| Instructions to follow |
Copy out the passage on how far to go with testing, starting with "How far do we" and going on through "what you do.", but replace "guilt" with "worry".

| Quoted passage |
_ _ _ _

How far do we go? A framework, not a verdict

This is the part I most want you to take away, because it's where owners carry needless guilt. There is no single right amount to spend or test. The right level of investigation is the one that answers the question that would actually change what you do.

Reaching a confident diagnosis from the first tier alone, the right age, a normal exam and normal bloods, can be entirely enough to start treatment without an immediate MRI (De Risio et al., 2015). Choosing not to scan a textbook young-adult dog is a legitimate, common decision, not neglect. Equally, an atypical age at onset, an abnormal exam, a cluster or status presentation, or a poor response to a well-dosed drug are real reasons to image (De Risio et al., 2015; Phillipps & Goncalves, 2025). Both can be good medicine. What ties them together is one simple test: will this scan change the plan? If yes, it's worth considering. If no, you can stop with a clear conscience.

_ _ _ _

| Recorded information |
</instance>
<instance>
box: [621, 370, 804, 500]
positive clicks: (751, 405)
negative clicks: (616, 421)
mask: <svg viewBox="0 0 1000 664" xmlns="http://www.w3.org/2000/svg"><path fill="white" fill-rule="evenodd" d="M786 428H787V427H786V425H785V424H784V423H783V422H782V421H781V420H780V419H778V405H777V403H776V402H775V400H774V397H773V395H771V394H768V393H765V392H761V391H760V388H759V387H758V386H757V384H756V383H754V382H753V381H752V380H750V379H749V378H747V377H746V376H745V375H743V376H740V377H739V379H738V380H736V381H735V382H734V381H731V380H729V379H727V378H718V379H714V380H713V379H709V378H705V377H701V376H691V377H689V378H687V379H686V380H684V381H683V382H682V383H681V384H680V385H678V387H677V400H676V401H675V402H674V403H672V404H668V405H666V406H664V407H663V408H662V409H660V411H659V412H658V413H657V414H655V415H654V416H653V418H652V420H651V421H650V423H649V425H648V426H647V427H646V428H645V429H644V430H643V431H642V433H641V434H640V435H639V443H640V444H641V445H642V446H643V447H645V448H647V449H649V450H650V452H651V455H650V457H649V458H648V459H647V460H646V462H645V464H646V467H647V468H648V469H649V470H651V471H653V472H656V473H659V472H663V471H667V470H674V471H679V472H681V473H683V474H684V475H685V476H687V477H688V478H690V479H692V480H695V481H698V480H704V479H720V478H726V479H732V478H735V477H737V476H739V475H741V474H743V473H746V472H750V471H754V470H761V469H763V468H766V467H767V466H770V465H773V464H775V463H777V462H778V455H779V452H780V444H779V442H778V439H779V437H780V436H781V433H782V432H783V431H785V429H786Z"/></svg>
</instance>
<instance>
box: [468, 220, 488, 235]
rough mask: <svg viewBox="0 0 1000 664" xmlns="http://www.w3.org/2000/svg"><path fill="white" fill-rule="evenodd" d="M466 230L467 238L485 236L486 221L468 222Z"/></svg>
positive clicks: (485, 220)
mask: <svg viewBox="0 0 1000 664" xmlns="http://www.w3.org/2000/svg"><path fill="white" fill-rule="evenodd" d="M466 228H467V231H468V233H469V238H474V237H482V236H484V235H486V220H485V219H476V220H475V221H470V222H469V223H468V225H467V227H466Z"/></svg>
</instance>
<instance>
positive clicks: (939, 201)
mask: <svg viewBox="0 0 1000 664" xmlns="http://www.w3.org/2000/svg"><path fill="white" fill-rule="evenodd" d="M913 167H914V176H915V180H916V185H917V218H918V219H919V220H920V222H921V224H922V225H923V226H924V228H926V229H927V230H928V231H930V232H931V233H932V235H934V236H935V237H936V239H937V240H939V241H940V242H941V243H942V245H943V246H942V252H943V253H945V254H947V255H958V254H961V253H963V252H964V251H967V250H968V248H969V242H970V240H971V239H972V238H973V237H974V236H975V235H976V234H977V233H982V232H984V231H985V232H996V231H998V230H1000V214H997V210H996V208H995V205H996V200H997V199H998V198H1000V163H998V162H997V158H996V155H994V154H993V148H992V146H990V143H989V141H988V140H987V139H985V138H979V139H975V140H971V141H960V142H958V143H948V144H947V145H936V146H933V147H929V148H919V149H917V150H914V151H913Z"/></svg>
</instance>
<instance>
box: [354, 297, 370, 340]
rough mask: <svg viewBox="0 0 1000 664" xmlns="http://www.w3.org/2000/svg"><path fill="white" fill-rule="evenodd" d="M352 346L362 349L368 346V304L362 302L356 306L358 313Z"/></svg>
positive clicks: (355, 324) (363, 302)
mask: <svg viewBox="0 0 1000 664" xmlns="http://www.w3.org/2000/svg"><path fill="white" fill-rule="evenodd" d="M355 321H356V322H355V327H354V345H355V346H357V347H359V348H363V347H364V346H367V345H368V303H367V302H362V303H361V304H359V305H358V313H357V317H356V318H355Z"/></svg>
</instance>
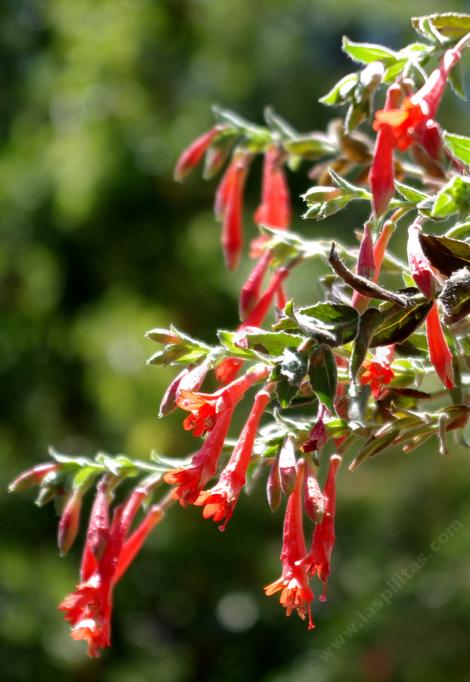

_ _ _ _

| Reply to the task |
How far do we go? A framework, not a verdict

This is the part I most want you to take away, because it's where owners carry needless worry. There is no single right amount to spend or test. The right level of investigation is the one that answers the question that would actually change what you do.